From the listing that follows, reproduce only the lines from the one holding "target | soffit above mirror" through the one holding "target | black cabinet handle", both included, with no pictures.
===
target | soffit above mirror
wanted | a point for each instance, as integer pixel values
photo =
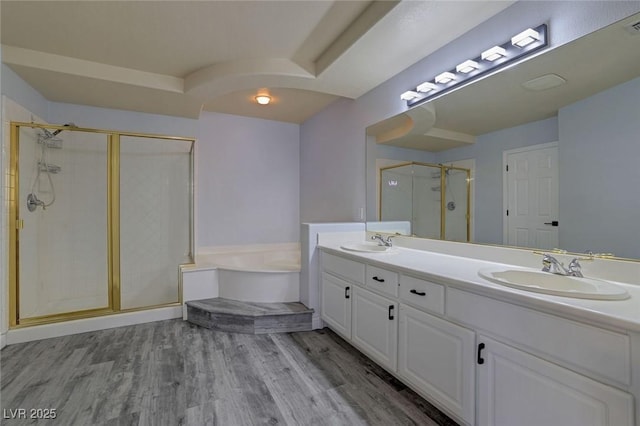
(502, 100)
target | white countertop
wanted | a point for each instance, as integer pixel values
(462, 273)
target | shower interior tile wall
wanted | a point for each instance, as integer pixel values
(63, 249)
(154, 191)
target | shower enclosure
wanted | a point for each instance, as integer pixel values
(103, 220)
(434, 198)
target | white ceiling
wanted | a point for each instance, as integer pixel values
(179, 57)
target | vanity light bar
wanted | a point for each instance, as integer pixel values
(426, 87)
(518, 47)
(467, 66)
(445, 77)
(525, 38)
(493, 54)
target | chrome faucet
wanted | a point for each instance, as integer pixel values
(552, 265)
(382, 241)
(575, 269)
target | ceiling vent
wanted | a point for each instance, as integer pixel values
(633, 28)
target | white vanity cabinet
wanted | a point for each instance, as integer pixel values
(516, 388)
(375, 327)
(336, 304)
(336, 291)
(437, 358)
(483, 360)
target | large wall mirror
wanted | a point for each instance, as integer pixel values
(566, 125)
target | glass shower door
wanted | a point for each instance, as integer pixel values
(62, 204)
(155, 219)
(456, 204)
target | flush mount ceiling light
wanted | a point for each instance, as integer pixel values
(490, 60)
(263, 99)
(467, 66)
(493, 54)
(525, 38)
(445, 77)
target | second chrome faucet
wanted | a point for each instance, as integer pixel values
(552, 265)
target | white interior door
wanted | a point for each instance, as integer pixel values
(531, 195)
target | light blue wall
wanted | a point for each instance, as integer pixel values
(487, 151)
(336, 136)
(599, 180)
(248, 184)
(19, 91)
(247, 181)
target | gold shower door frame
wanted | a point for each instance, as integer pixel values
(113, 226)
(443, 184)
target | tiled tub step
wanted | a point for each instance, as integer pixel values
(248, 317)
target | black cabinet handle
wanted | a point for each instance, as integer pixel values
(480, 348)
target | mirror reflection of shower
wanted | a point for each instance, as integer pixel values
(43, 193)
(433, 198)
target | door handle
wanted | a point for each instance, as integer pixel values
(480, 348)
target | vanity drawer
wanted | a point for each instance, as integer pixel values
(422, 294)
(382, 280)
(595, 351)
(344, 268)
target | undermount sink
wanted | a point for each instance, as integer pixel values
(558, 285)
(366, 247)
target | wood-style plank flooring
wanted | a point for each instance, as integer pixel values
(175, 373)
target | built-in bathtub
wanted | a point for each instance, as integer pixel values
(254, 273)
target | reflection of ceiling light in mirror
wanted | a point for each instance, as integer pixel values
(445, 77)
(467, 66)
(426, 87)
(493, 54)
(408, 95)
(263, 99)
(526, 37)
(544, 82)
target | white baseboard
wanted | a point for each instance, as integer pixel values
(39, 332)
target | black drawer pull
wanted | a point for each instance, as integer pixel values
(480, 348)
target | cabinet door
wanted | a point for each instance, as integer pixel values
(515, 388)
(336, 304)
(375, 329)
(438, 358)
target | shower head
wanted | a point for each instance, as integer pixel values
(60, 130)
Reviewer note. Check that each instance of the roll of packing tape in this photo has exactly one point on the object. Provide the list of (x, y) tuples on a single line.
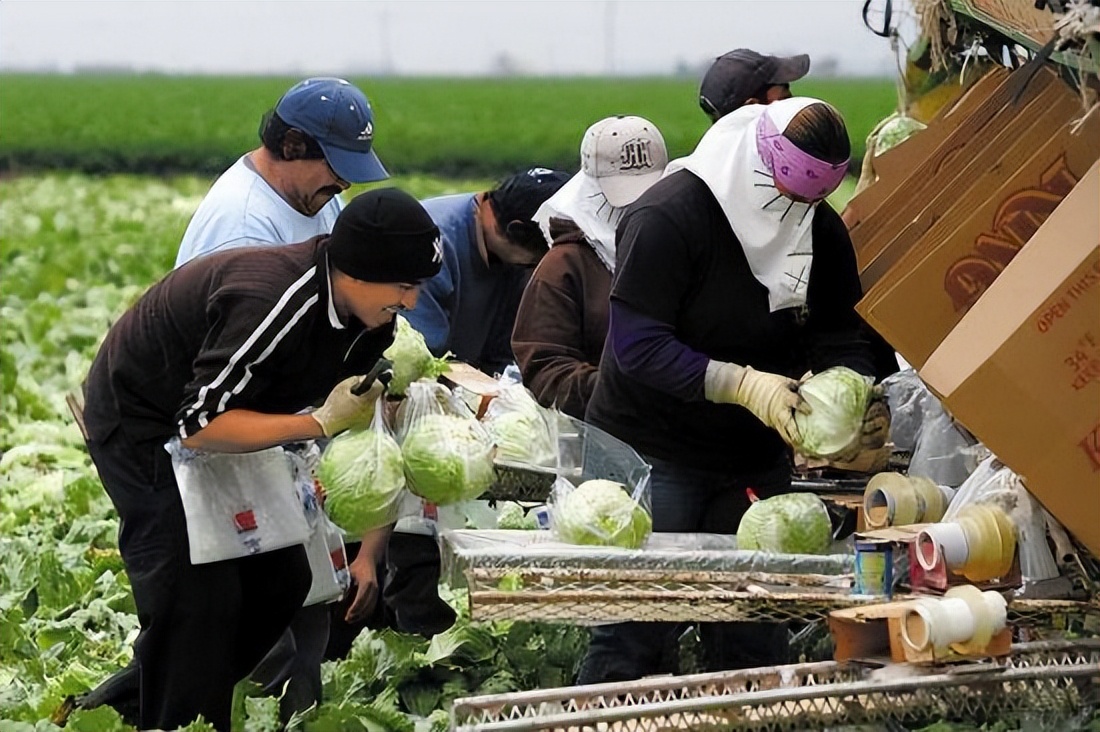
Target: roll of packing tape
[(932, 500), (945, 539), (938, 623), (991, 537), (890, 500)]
===
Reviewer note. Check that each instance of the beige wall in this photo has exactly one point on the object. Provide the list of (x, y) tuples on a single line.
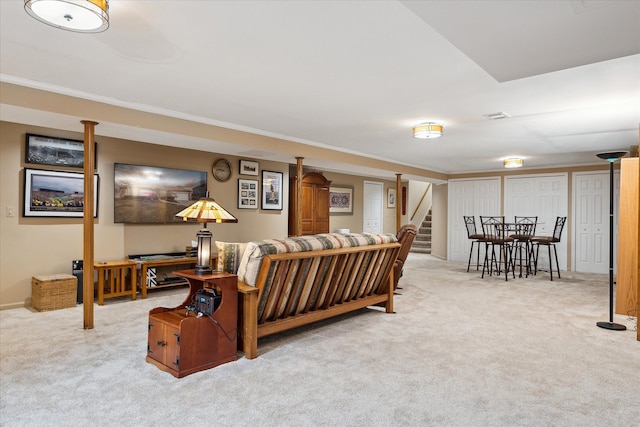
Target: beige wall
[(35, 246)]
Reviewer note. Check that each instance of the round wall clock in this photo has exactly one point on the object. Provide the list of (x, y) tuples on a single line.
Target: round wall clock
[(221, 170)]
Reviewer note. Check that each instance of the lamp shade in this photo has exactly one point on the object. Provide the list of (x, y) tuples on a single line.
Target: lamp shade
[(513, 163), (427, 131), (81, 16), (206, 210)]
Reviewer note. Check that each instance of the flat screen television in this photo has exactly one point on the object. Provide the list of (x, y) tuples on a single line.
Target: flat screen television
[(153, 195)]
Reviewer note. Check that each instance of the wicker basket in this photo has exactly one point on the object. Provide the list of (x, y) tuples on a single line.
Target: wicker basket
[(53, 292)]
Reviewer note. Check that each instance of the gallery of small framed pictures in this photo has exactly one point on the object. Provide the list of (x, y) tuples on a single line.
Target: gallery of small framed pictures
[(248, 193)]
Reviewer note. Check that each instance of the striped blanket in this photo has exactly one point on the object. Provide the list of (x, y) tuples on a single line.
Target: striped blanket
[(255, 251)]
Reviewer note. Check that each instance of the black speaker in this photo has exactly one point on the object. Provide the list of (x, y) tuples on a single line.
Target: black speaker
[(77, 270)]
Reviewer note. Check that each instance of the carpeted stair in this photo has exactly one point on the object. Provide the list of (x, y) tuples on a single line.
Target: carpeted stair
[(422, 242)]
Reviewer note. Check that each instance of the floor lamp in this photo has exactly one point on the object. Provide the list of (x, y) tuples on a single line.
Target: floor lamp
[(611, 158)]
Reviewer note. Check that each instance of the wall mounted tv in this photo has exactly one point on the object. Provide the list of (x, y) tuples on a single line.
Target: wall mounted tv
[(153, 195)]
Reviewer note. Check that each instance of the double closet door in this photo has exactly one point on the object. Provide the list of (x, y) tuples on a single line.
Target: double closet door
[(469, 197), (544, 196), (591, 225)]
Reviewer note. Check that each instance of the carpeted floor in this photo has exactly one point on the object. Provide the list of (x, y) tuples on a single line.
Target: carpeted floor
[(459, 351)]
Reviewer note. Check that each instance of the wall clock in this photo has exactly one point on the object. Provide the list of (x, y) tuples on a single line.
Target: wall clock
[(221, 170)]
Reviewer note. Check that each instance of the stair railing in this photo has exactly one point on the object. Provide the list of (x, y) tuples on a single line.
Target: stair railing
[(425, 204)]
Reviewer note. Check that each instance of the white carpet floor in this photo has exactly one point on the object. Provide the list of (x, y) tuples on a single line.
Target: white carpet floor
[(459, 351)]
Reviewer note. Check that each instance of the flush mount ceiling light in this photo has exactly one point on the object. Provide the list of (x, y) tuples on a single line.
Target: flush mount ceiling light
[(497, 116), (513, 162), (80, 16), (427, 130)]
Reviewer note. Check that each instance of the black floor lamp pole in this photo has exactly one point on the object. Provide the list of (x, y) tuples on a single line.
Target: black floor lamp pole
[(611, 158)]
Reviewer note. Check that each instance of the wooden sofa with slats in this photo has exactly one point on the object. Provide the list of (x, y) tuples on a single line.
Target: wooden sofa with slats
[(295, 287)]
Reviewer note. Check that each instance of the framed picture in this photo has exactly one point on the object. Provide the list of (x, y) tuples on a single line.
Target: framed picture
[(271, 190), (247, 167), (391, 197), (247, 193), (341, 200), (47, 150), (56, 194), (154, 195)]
===
### YOUR RESPONSE
target | soffit above mirror
wanted | a point for each instance, as integer pixel values
photo =
(502, 100)
target | white countertop
wanted | a point for each instance, as integer pixel values
(462, 273)
target | shower interior tile wall
wanted | a point for each instance, as integer pixel values
(63, 249)
(154, 191)
target | shower enclosure
wanted | a point for each instance, as integer pixel values
(103, 220)
(434, 198)
target | white ceiling
wanted | a point for each instance, as integer pixel values
(179, 57)
target | vanity light bar
wanted | a point for each instance, as integer pixel values
(426, 87)
(518, 47)
(467, 66)
(445, 77)
(525, 38)
(493, 54)
target | chrome faucet
wanted | a point for each instance, as integer pixel values
(552, 265)
(382, 241)
(575, 269)
target | ceiling vent
wanted | a point for each instance, as integer pixel values
(633, 28)
target | white vanity cabinet
wanted | a point for each instance, as integer pixel values
(516, 388)
(375, 327)
(336, 304)
(336, 291)
(437, 358)
(483, 360)
target | large wall mirror
wanted | a point for each instance, as integer pixel values
(566, 125)
target | glass shower door
wanted | a point for each instance, as integer pixel values
(62, 204)
(155, 219)
(456, 204)
target | flush mount ceiling light
wanted | a point for each instance, as integer pixel values
(490, 60)
(263, 99)
(467, 66)
(493, 54)
(525, 38)
(445, 77)
target | second chrome faucet
wanted | a point for each instance, as integer pixel values
(552, 265)
target | white interior door
wanted | a point for each instance, as integer pixel values
(531, 195)
target | light blue wall
wanted | a point for each instance, as integer pixel values
(487, 151)
(336, 136)
(599, 180)
(248, 184)
(19, 91)
(247, 181)
target | gold shower door frame
wanted | a point for each instance, as integer pixel values
(113, 226)
(443, 184)
target | tiled tub step
wanted | a point for each instance, as integer pixel values
(248, 317)
target | black cabinet handle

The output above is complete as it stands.